Page excerpt |

In addition, we have a water heater that’s probably never been cleaned, and after I watched a video of all of the gross build up in one of those things, I can’t imagine using it until it’s clean. I bought a wand that’ll help get rid of some of the build up, but we don’t have the wrench necessary to get the drain unscrewed. Once we unscrew the drain, we’ll need to buy a new anode rod and install one of those (to prevent corrosion of the water tank), use a wand to flush out the inside, and then–and I’ve watched a million videos but still haven’t figured out how to do this myself–somehow attach a hose that can pump vinegar from a bottle and into the tank and let that soak off the rest of the gunk in there.

I’ve given up thinking I can do it myself, so I called around multiple RV repair shops to ask how much it would cost to do a thorough cleaning of the water heater. 5/5 of them did not call me back. So, we’ve been taking quick, cold showers, or running off to use campground showers when they are available (I once rented an Airbnb just for a hot shower when were in a big city with no coin-operated campground showers; I was that desperate!).

And besides that? We have some dashboard bulbs not working, while other lights that shouldn’t be lighting up are (“check engine soon,” for example). Plus, a closet that won’t stay closed because its clasp broke (we need to barricade it with the laundry hamper so that it doesn’t swing back and forth), a kitchen drawer that no longer stays locked while driving, and another kitchen drawer that gets stuck and won’t open when I need to get food out of it. Am I done? Nope. We also have a headboard that had some screws rip through and now won’t stay in place, same thing with the fold down part of the floor that covers the steps, oh, and our step–that thing has been driving us absolutely berserk. It jams and makes a sound like its trying to open or close or do something when its not supposed to do anything and drains out house batteries pretty quickly when that starts happening…so we probably don’t need new house batteries but just need the step fixed.

Am I at least getting close to being done? Um. Not really. The hood on our fan keeps detaching and requires us to climb up onto the roof to attach it again, the car air conditioner no longer cools, the fridge has been freezing everything on the top shelf, the vent for the fridge has a wooden panel in front of it that keeps falling off, the wooden floors have a few loose planks that we’ve superglued a couple of times, and—wait, let me take a break for a moment.

Okay, let me proceed. Our rear view camera sometimes does not work (but we think we figured out that it’s due to a wire that detaches from behind the TV; the issue is that the TV is mounted into a box the same size as the TV and the entire thing has to be disassembled in order to reach the wires in the back), we think one or more of our speakers may have blown, there’s a leak that lets the rain in somewhere right above the dashboard, and a good amount of water damage on the ceiling in the living room and kitchen area that we know was there before but we think it might be growing.

Recorded data |

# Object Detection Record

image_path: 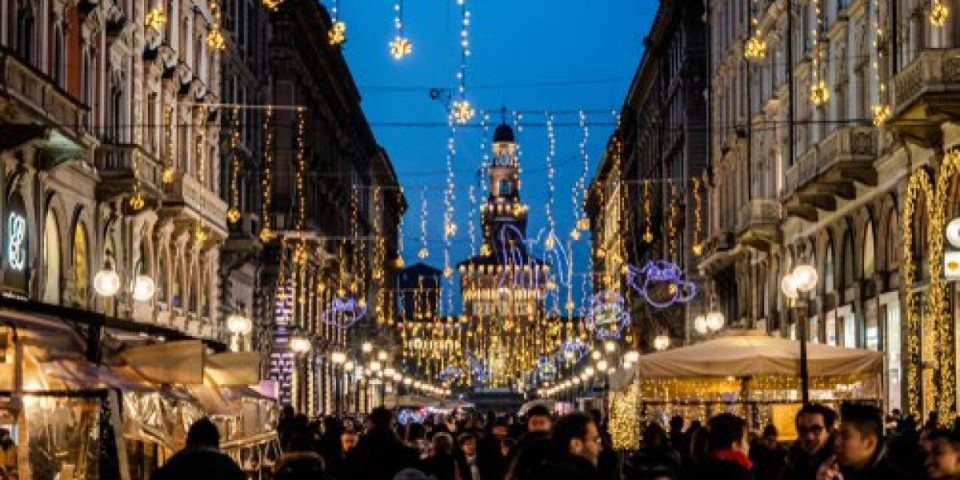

Stated problem | Can you write out the RV repair post from "I’ve given up" to "showers; I was that desperate!)."? The data aren't needed here.

Written solution |
I’ve given up thinking I can do it myself, so I called around multiple RV repair shops to ask how much it would cost to do a thorough cleaning of the water heater. 5/5 of them did not call me back. So, we’ve been taking quick, cold showers, or running off to use campground showers when they are available (I once rented an Airbnb just for a hot shower when were in a big city with no coin-operated campground showers; I was that desperate!).